Start of Input data
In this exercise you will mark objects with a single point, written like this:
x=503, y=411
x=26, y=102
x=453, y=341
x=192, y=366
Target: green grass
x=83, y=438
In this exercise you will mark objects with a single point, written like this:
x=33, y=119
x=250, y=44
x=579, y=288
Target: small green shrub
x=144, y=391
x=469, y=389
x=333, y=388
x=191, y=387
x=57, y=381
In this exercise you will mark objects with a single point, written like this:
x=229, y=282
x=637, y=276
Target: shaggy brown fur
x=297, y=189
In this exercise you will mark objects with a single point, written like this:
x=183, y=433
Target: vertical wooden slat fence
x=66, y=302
End of Input data
Start of Input data
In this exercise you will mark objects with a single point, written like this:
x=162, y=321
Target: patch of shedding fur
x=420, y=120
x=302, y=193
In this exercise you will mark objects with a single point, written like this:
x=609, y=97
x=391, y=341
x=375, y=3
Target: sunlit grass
End of Input data
> **Task**:
Beginning with the line above that contains "Target: small green shrub", copy each line exactly up to and including the line that contains "x=183, y=433", and go no further.

> **Result**:
Target: small green shrub
x=144, y=391
x=469, y=389
x=333, y=388
x=191, y=387
x=57, y=381
In this exercise you will mark objects with a single point, written like this:
x=229, y=282
x=637, y=276
Target: shaggy brown fur
x=297, y=189
In this exercise you will mark objects with a single point, written like this:
x=183, y=433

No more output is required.